» Document text:
Concepts, Classes, and Cookbooks

Posted by at 11 February, at 06 : 12 AM Print

COVER STORY

To promote Greek food, three food professionals take their own paths.

By Michael Kaminer

What does it mean to be an estiator in 2023? Does the path forward for our industry, promoting the benefits and joy of Greek food, always begin and end at a restaurant? With that question in mind, Estiator talked to three people charting their own way forward with Greek cuisine. One is building his personal brand after  years of high-profile, high-pressure restaurant roles. One is a former scientist whose Greek cooking classes are spreading the cuisine to a whole different audience. And one is a chef who just released his first cookbook.

In their own ways, all three may inspire the next great chefs.

CHRISTOS BISIOTIS

The CB Concepts

Coral Gables, FL

christosbisiotis.com

ESTIATOR READERS may recall Christos Bisiotis from a 2020 Chef Profile, written as he prepared to open a Greek eatery called Egeo.

The restaurant never happened, Bisiotis told Estiator from Coral Gables, where he now runs The CB Concepts, an in-demand provider of catering, weekly meal service, personal chef services, and product development. The CB Concepts-branded products, including fresh pastas, will soon be sold in markets and at retail, Bisiotis tells us.

» What this task involves:
Continue the article about the three Greek food professionals, picking up right after its last sentence.

» Records:

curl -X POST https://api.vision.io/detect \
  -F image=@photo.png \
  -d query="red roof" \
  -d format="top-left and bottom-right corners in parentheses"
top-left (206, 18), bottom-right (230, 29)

» Reply:
“I love to cook, period. Whatever I try to do, I try to do from bottom of my heart,” Bisiotis says. “When it comes to cuisines, I don’t have favorites. But what relaxes me in the kitchen is fresh pasta.”

The CB Concepts encompasses three divisions that specialize in Greek, Italian, and Israeli foods, respectively. Térpsi by Christos Bisiotis is named for his grandmother, Terpsichore, who taught Bisiotis to “cook from the heart and give smell to memories,” he has said.

Lora, the Italian concept, is named for “the love of my life”—his wife, publicist Laura Neroulias Bisiotis. Rustic cooking is the focus. And Lox ‘n’ Love is Bisiotis’s “ode to Israeli cuisine and its beautiful combination of spices, ingredients, and flavors,” drawing in part on his 2017 stint as consulting chef to El Al Airlines.

Bisiotis has one of the most diverse and accomplished résumés in the business. An alumnus of OTEK, the Greek government’s highly regarded hospitality school, Bisiotis arrived in New York in 2007. Without many friends or connections to smooth the way, he quickly landed a job at Christos, an Astoria steak house.

His star ascended from there. Bisiotis became chef de cuisine at Eataly NYC Flatiron, where he leaned “the art and love of Italian cooking and food hall operations.” During his time there, he also worked on opening Eataly Chicago and international locations. Subsequent gigs included leadership roles at Michael Mina’s high-end MINA Group, New York’s Avra Madison, and—in 2019— the glossy Milos at Hudson Yards, where he managed a 120-person brigade for the 230-seat dining destination.

In 2021, Bisiotis represented Greece, unofficially, on Good Morning America. As part of a summer-long culinary trip around the world, the program tapped Bisiotis as its expert chef for Greek cooking. “I’m totally against modern cooking because I think you’re moving way too fast and you forget to practice your roots,” he told GMA at the time. “People get going into the techniques without getting into the roots and the original flavors—all because they want to impress or get a perfect picture on Insta- gram. I want people to like my food, not my pictures.”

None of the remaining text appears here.